Athyrium yokoscense, commonly known as Asian common ladyfern in English and as Hebino-negoza in Japanese, is a species of fern in the family Athyriaceae. These tough plants live primarily in and around mine sites and thrive in soils contaminated with high concentrations of heavy metals, such as zinc, cadmium, lead, and copper. A. yokoscense is indigenous to Japan, Korea, eastern Siberia and northeastern China and has been known for centuries to tolerate phytotoxic mining sites. The predominance and concentration of this fern species at a particular region was used to identify potential mining sites. The primary potential of A. yokoscense is in its phytoremediative ability to accumulate toxic metals from soils contaminated with heavy metals, so it may have some long-term commercial importance. No medicinal or culinary values of this fern species have been studied or confirmed.

==Morphology==
A. yokoscense is similar to other species in the genus, Athyrium, and family, Athyriaceae.
The plant typically grows to more than 0.2 m high and can tolerate high levels of heavy metals (arsenic, lead, cadmium, zinc, copper), which under many circumstances would kill other plants. This fern leaves resemble typical fern leaves.
Not many publications and research have been made on the reproductive cycle of this fern species, but it is similar to the other ferns in the same genus.
According to mygarden.net.au, these ferns "grow in heavy clay soils and prefer a moist sheltered site with moderately high atmosphere". Some ferns have been reported to contain carcinogens and others contain thiaminase, which robs the body of its vitamin B. This fern is generally not edible.

Entries shown >>

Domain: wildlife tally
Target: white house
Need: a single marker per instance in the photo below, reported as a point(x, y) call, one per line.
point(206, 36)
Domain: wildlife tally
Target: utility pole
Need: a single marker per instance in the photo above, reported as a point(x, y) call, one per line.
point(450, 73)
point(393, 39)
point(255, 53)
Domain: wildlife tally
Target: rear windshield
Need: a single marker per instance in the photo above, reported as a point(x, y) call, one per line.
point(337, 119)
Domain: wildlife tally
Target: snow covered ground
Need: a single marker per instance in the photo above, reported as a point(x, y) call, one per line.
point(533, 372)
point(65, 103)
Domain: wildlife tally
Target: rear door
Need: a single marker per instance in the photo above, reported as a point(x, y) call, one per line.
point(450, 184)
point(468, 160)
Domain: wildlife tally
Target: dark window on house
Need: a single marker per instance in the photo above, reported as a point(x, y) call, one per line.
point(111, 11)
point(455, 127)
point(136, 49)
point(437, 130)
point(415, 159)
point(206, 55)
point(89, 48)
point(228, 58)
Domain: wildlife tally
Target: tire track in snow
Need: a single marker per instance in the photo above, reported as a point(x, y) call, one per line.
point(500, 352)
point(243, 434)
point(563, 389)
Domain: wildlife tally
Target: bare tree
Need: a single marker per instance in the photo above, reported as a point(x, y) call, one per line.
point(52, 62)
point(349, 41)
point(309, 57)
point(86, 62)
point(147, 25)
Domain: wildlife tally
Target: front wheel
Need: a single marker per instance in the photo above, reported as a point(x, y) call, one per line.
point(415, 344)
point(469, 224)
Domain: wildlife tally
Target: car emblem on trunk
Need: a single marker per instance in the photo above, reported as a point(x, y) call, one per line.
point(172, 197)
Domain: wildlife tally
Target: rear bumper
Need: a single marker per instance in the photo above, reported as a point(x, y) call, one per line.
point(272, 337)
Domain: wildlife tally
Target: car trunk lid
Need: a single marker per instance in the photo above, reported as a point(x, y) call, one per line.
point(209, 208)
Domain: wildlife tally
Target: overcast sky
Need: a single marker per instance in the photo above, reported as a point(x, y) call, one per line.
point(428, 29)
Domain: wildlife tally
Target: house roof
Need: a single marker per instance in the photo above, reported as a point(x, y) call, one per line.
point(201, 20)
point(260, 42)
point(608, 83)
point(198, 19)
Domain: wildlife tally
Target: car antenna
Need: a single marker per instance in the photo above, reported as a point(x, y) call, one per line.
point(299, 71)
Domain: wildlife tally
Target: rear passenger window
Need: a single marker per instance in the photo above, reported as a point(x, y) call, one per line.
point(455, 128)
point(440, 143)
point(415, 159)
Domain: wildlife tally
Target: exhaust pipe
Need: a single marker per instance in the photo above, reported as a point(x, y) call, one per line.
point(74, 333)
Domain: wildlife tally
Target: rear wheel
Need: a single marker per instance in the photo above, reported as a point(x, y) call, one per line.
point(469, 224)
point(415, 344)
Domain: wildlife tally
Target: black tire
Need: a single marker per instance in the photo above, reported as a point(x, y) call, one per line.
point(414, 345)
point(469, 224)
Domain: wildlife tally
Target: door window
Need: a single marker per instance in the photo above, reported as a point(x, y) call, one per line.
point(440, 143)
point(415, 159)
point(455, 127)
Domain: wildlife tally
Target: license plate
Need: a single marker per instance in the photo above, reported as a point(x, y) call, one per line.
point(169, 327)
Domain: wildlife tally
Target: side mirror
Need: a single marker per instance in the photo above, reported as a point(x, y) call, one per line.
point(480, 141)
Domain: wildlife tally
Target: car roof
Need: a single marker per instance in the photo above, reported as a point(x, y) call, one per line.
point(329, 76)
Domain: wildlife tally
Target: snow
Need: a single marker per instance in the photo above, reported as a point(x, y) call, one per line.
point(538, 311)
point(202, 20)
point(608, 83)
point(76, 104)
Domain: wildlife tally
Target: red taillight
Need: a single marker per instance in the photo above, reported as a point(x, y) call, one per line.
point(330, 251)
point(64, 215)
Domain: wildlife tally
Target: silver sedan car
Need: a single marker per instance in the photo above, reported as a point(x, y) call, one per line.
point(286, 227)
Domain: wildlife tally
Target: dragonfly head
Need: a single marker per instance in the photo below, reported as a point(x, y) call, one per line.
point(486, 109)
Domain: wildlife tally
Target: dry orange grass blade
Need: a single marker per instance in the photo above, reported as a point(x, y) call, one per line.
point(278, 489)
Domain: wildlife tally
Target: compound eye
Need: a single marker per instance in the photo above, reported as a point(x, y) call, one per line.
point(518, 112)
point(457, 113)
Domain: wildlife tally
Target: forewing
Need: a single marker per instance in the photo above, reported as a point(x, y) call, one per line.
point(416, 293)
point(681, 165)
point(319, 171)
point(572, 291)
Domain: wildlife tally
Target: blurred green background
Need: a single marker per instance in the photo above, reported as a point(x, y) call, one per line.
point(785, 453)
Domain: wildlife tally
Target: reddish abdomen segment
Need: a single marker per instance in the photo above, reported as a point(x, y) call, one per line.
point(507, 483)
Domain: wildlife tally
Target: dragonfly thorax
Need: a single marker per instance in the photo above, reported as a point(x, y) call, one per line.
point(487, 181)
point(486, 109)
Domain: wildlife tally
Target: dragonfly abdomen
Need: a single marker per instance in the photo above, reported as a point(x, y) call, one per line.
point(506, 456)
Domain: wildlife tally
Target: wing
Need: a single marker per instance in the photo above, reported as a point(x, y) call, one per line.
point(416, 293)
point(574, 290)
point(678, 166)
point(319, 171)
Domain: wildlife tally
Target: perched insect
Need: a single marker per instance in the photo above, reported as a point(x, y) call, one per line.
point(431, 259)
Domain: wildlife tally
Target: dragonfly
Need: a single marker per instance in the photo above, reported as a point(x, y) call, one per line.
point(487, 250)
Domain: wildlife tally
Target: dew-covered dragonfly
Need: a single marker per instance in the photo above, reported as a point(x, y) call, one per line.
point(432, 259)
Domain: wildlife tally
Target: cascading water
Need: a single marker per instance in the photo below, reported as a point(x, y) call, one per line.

Required actions >>
• a. Write out the passage of the Athyrium yokoscense text that opens with "Athyrium yokoscense, commonly" and closes with "studied or confirmed.".
• b. According to the Athyrium yokoscense text, to which regions is the fern indigenous? List all of them.

Answers below >>
• a.
Athyrium yokoscense, commonly known as Asian common ladyfern in English and as Hebino-negoza in Japanese, is a species of fern in the family Athyriaceae. These tough plants live primarily in and around mine sites and thrive in soils contaminated with high concentrations of heavy metals, such as zinc, cadmium, lead, and copper. A. yokoscense is indigenous to Japan, Korea, eastern Siberia and northeastern China and has been known for centuries to tolerate phytotoxic mining sites. The predominance and concentration of this fern species at a particular region was used to identify potential mining sites. The primary potential of A. yokoscense is in its phytoremediative ability to accumulate toxic metals from soils contaminated with heavy metals, so it may have some long-term commercial importance. No medicinal or culinary values of this fern species have been studied or confirmed.

• b. Japan, Korea, eastern Siberia, northeastern China